PAGE TEXT start

Audited! How Long Does The IRS Have?

Are you concerned about getting audited by the IRS? From time to time people ask me, “How long does the IRS have to audit a taxpayer?” Generally the rule is that the IRS can audit a taxpayer going back 3 years and that’s it. If the IRS determines that a taxpayer has underreported their income by more than 25% for a given year then they can go back 6 years.

Getting audited by the IRS is a serious proposition and should not be taken lightly. The IRS conducts two types of audits, a correspondent audit and a field audit. A corresponded audit is when the IRS corresponds with the taxpayer via the US mail. A field audit is when someone with the IRS comes and visits with the taxpayer in person.

If you are notified you are going to be audited you need to get professional representation to make sure the auditor does not have free reign to ask whatever they want to. Audits need to be guided and managed. Failure to adhere to this advice is an invitation to trouble. Don’t take a chance. Call a true tax professional.

Wednesday, March 11, 2009

IRS Certified Mail - CP 504

Have you received certified mail from the IRS and are wondering what it’s for? The chances are very good they are sending you an IRS Notice CP 504 stating the following:

We intend to levy on certain assets. Please respond NOW.
Our records indicate that you haven't paid the amount you owe. The law requires that you pay your tax at the time you file your return. This is your notice, as required by Internal Revenue Code Section 6331(d), of our intent to levy (take) any state tax refunds that you may be entitled to if we don't receive your payment in full. In addition, we will begin to search for other assets we may levy. We can also file a Notice of Federal Tax Lien, if we haven't already done so. To prevent collection action, please pay the current balance now. If you've already paid, can't pay, or have arranged for an installment agreement, it is important that you call us immediately at the telephone number show below.

Taxpayers want to know the answers to the following questions once they receive a CP 504:
What is the notice telling me?
What do I have to do?
How much time do I have?
What happens if I don’t pay?
Who should I contact?
What if I don’t agree or have already taken corrective action?
Click here to find answers to these questions.

The most important thing for the taxpayer to do at this point is to take action to address this concern immediately! A notification from the IRS stating their intention to “take” your financial assets is a serious concern! Tax payers should speak with a tax professional who specializes in CP 504 matters. A professional tax resolution specialist should be able to explain the three methods of resolving a CP 504 issue and which plan of resolution the taxpayer would best qualify for.

Friday, March 6, 2009

IRS Non-Filers – Part II

So you haven’t filed your tax returns in a good number of years and you need to get them filed. You are concerned about not having all of the income records from prior years and you can’t remember some of the places you have worked. Worse yet some of the places you have worked are no longer in business. What do you do? The answer is to call a tax professional. A tax professional can help you greatly in this area!

PAGE TEXT end
DATASET ENTRIES start

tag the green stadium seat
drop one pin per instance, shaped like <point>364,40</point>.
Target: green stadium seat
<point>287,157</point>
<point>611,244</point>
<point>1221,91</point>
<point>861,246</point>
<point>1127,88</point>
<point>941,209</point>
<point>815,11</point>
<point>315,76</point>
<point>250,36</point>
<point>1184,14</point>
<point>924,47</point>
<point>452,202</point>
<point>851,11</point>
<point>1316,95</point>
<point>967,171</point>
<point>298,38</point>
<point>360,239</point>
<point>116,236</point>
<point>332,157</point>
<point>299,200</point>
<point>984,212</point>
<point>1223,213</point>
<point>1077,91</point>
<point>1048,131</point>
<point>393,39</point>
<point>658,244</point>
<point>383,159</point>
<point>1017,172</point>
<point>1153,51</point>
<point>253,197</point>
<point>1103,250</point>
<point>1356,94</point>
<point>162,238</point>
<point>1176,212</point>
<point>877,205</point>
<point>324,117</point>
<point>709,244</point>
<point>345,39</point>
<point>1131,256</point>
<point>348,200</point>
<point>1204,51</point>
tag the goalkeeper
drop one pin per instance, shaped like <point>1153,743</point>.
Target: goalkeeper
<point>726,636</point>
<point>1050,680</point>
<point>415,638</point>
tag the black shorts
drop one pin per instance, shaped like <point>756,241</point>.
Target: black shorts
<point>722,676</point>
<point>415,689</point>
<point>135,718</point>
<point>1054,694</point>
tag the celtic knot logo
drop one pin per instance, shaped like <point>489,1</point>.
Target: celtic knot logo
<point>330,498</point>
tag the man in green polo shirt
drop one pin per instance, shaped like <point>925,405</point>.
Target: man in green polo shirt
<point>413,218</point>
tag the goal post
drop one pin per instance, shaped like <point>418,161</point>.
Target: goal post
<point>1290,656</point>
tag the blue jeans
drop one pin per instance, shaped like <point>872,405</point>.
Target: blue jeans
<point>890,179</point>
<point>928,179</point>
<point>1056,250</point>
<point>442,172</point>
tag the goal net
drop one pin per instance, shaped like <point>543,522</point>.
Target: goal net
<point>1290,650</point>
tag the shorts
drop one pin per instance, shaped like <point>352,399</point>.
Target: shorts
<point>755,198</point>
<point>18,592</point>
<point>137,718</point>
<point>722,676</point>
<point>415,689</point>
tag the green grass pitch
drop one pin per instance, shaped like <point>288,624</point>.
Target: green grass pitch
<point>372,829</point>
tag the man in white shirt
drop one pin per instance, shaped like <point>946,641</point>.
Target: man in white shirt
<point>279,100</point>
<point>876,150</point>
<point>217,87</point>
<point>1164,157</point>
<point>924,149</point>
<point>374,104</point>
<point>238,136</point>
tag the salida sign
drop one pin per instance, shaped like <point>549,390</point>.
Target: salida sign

DATASET ENTRIES end

> _PROBLEM SET_:
1. Using the IRS blog text above, decide whether each statement agrees with it: (a) the IRS can generally audit a taxpayer going back 3 years; (b) a field audit is carried out through the US mail; (c) a CP 504 notice says the IRS may file a Notice of Federal Tax Lien. Answer yes or no for each, and quote the words from the text that settle it.
2. Summarize the IRS blog text in three sentences.

> _SOLVED PROBLEMS_:
1.
(a) Yes: "Generally the rule is that the IRS can audit a taxpayer going back 3 years and that’s it."
(b) No: "A field audit is when someone with the IRS comes and visits with the taxpayer in person."
(c) Yes: "We can also file a Notice of Federal Tax Lien, if we haven't already done so."

2. The IRS can generally audit a taxpayer going back 3 years, or 6 years if income was underreported by more than 25%, and it conducts audits either by mail or in person. Certified mail from the IRS is very likely a CP 504 notice, which says the IRS intends to levy state tax refunds and search for other assets over unpaid tax, so the taxpayer should act immediately and speak with a tax professional. People who have not filed returns in years and lack income records are also advised to call a tax professional.